[Task description] The lines to reproduce run from the one containing "Query: gold hoop earring" through the end of the records below. Reproduce them exactly and add nothing.

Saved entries
- Opening Delimiter -
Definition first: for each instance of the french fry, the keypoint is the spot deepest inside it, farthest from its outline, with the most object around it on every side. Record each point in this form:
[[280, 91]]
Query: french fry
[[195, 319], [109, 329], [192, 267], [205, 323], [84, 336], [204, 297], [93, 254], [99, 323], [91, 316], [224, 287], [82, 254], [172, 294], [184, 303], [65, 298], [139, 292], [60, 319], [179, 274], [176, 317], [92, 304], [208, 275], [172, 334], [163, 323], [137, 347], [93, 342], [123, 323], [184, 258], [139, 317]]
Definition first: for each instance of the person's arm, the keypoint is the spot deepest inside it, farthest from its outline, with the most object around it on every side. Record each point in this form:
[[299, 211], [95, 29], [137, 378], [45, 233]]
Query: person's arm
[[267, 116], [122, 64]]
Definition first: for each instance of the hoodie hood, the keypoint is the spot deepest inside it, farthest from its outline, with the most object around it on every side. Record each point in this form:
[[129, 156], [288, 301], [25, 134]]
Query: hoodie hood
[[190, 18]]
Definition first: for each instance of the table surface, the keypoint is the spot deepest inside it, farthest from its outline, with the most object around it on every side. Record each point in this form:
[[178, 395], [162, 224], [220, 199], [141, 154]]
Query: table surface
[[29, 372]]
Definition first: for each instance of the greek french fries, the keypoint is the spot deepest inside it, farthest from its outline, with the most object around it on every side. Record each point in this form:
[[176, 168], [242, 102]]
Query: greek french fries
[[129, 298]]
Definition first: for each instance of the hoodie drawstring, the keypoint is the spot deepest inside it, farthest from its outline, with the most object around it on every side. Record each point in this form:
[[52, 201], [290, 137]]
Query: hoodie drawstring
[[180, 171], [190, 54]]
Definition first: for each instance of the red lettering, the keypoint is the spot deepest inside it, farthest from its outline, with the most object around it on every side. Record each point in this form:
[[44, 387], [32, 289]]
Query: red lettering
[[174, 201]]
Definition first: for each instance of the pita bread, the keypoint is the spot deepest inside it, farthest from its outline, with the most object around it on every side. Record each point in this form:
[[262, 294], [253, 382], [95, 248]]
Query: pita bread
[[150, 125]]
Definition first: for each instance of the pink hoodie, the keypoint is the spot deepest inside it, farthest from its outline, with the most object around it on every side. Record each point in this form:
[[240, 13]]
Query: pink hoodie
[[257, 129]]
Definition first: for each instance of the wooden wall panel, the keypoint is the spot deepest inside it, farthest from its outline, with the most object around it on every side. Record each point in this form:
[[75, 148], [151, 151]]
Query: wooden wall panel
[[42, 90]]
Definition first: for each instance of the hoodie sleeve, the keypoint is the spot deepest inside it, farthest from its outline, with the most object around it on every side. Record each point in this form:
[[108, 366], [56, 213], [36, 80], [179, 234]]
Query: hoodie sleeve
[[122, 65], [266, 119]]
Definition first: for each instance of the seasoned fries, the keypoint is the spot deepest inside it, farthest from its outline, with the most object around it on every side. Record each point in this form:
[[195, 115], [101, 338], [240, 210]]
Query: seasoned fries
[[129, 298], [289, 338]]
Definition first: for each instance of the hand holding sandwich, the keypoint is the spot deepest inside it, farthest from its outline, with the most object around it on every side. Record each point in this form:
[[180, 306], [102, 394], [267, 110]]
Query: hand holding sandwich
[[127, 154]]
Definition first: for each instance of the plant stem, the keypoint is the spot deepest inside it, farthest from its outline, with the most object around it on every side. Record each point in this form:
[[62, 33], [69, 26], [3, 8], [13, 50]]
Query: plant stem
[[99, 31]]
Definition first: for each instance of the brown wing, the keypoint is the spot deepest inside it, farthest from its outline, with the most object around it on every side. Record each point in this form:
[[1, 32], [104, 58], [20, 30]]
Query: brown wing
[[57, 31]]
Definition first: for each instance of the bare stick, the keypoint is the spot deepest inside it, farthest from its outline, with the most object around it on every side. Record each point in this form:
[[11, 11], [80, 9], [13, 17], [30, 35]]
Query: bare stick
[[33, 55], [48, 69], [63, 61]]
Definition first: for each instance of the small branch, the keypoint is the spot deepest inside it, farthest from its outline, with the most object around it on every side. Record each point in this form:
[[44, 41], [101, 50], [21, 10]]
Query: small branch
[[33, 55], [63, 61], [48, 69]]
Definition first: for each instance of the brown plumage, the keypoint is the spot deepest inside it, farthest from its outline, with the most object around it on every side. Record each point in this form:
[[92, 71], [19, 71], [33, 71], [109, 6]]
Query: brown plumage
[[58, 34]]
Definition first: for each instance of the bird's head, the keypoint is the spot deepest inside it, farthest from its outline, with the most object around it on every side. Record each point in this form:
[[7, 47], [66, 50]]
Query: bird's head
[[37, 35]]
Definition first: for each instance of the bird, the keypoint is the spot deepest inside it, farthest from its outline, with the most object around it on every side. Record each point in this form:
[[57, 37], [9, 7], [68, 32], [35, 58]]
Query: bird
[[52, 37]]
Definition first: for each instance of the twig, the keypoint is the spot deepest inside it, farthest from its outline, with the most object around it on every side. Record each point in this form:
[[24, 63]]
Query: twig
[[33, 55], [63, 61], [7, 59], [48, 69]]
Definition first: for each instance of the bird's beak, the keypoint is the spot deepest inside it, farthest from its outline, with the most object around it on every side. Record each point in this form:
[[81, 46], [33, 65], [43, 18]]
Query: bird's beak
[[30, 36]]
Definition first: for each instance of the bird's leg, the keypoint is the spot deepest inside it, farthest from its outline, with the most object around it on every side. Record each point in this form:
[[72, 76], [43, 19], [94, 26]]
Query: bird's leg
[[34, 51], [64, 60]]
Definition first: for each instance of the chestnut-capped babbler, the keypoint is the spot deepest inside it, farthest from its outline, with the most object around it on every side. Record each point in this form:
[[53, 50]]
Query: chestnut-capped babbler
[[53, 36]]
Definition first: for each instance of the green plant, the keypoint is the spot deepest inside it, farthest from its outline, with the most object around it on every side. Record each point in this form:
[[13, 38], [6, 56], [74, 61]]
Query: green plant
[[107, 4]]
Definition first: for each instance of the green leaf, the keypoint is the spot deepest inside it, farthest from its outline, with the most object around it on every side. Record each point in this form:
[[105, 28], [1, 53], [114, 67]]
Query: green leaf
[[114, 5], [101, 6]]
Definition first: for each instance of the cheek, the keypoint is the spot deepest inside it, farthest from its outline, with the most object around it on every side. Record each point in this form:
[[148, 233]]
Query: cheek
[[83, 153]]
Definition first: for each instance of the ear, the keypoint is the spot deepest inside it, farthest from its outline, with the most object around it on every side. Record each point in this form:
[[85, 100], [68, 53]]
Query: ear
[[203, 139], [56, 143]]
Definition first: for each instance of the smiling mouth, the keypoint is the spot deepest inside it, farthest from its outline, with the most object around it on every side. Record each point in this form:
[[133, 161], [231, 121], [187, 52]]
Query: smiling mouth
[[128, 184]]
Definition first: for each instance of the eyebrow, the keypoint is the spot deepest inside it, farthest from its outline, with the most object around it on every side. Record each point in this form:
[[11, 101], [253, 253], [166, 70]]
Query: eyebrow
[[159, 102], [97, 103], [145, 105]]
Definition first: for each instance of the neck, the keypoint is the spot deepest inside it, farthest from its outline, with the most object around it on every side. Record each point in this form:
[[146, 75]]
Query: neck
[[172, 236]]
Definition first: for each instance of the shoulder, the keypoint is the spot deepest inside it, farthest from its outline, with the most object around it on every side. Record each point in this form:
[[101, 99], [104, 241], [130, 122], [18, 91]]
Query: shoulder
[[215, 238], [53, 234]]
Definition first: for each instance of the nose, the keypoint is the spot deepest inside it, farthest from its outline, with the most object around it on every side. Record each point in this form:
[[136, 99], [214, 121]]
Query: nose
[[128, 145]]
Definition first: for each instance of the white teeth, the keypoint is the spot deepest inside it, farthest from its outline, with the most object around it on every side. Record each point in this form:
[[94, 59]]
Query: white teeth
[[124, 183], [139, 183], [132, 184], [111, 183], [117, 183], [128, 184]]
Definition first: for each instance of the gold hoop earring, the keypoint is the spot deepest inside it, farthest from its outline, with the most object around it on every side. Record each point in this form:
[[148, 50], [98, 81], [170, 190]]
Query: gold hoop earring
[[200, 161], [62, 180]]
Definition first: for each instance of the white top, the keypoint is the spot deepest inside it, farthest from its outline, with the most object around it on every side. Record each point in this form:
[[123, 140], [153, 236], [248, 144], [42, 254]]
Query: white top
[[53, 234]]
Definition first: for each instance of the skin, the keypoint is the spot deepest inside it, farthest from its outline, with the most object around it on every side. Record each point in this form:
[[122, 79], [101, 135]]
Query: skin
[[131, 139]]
- Closing Delimiter -
[Response to this task]
Query: gold hoop earring
[[200, 161], [62, 180]]
Definition first: for each instance of the white top, the keypoint is the spot deepest inside it, farthest from its outline, with the most object around it on every side. Record each point in this form:
[[123, 140], [153, 236], [248, 144], [42, 254]]
Query: white top
[[53, 234]]
Definition first: for each instance of the skin, the keypoint is the spot deepest inside it, farthest from its outline, with the most object around it on every side. Record each point in this form:
[[122, 79], [101, 135]]
Query: skin
[[131, 139]]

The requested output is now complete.